(Recorded data)
--- Start ---

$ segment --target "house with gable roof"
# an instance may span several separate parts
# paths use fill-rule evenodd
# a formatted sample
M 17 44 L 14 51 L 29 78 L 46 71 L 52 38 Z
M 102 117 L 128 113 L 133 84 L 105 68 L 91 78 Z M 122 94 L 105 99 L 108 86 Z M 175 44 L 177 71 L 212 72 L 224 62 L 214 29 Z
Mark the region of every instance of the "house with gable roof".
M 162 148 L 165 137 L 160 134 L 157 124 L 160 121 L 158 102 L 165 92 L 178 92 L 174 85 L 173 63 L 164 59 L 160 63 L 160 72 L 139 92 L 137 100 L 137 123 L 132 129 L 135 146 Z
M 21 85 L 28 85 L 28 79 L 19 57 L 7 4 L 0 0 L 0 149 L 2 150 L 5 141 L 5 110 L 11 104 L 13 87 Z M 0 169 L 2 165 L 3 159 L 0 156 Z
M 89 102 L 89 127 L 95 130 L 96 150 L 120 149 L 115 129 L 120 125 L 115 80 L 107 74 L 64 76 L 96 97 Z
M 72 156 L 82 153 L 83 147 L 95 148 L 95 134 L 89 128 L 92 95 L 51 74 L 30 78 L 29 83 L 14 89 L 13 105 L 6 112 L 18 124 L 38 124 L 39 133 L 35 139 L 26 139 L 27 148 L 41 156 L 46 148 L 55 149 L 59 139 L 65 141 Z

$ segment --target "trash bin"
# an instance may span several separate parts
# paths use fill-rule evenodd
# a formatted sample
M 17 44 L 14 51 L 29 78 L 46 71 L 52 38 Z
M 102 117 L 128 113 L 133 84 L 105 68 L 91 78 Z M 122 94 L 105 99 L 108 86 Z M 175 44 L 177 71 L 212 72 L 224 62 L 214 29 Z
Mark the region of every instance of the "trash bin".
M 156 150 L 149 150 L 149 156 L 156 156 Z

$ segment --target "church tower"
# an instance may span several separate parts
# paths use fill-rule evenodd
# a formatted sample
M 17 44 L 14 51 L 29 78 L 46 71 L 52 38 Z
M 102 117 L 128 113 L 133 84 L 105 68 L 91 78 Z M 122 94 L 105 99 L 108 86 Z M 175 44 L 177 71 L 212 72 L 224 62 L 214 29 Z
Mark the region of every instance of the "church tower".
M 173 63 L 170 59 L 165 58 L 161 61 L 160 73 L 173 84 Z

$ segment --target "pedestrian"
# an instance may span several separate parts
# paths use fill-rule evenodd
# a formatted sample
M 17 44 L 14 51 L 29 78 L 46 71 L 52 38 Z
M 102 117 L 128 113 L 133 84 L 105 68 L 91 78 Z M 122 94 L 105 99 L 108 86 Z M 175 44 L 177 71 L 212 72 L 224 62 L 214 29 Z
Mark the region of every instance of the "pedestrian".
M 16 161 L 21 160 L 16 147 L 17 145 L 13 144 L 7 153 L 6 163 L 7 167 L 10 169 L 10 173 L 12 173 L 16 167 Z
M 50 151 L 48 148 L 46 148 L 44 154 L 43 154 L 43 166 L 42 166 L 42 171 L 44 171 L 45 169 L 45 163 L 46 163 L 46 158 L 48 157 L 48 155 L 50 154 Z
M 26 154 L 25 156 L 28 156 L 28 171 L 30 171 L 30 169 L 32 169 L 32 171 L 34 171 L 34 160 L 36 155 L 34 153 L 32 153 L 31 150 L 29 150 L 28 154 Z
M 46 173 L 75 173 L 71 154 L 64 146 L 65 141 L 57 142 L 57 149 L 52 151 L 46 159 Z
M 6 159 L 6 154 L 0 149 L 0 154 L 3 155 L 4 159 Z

--- End ---

Rewrite the lines from the start of the records through the line containing "M 156 150 L 149 150 L 149 156 L 156 156 Z", changing "trash bin" to "waste container" and leaving everything else unchanged.

→ FULL RESPONSE:
$ segment --target "house with gable roof"
# an instance may span several separate parts
# paths use fill-rule evenodd
# a formatted sample
M 17 44 L 14 51 L 29 78 L 46 71 L 52 38 Z
M 102 117 L 128 113 L 133 84 L 105 68 L 91 78 Z M 122 94 L 105 99 L 108 86 Z M 175 44 L 177 71 L 212 72 L 224 62 L 214 29 Z
Mark the region of every instance of the "house with gable roof".
M 162 148 L 165 137 L 160 134 L 157 124 L 160 121 L 158 102 L 165 92 L 178 92 L 174 85 L 173 63 L 164 59 L 160 63 L 160 72 L 139 92 L 137 100 L 137 123 L 132 129 L 135 146 Z
M 21 85 L 28 85 L 28 79 L 19 57 L 7 4 L 0 0 L 0 149 L 2 150 L 5 141 L 5 110 L 11 104 L 13 87 Z M 0 169 L 2 165 L 3 159 L 0 156 Z
M 89 102 L 89 127 L 95 130 L 96 150 L 120 149 L 115 129 L 120 125 L 115 80 L 107 74 L 64 76 L 96 97 Z
M 72 156 L 82 153 L 83 147 L 95 148 L 95 134 L 89 128 L 92 95 L 51 74 L 30 78 L 29 83 L 14 89 L 13 105 L 6 112 L 18 124 L 38 124 L 39 133 L 35 139 L 26 139 L 27 148 L 41 156 L 46 148 L 55 149 L 59 139 L 65 141 Z

$ segment --target "waste container"
# an instance may span several separate parts
# paths use fill-rule evenodd
# a formatted sample
M 17 44 L 14 51 L 29 78 L 46 71 L 52 38 Z
M 102 117 L 128 113 L 133 84 L 105 68 L 91 78 Z M 122 94 L 105 99 L 108 86 Z M 175 44 L 177 71 L 212 72 L 224 62 L 214 29 Z
Mark the region of every instance of the "waste container".
M 156 150 L 149 150 L 149 156 L 156 156 Z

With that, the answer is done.